**ACTIVITY**
Output the data below exactly, down to the last character.

---

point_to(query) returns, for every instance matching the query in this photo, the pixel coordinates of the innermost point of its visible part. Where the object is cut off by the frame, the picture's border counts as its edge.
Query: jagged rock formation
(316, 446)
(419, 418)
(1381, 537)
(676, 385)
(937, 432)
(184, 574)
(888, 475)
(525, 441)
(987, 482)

---

**EXPECTED ANSWER**
point_to(query) returns, for every instance matching the query in this photo, the pixel coordinates of the innermost point of its visible part. Where the object is cut off by the frame, the picture's border counts as its edge.
Query: jagged rock formation
(316, 446)
(419, 418)
(1381, 537)
(676, 385)
(937, 432)
(184, 574)
(888, 475)
(525, 441)
(987, 482)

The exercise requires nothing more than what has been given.